**MATERIAL SHOWN**
——————
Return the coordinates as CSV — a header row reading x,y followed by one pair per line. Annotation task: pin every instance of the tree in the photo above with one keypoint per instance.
——————
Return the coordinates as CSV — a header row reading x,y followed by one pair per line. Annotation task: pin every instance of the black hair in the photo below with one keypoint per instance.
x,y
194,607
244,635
——————
**REQUIREMENT**
Pick out every line of the items above that contains the word "Annotation", and copy each one.

**COMPLETE OUTPUT**
Return the coordinates as CSV — a header row reading x,y followed by one pair per line. Annotation task: pin every instance of the tree in the photo above with one keypoint per instance.
Return the coordinates as CSV — a header row reading x,y followed by one pair per line. Annotation task: pin every instance of the black hair in the photo below with one keypoint per instance.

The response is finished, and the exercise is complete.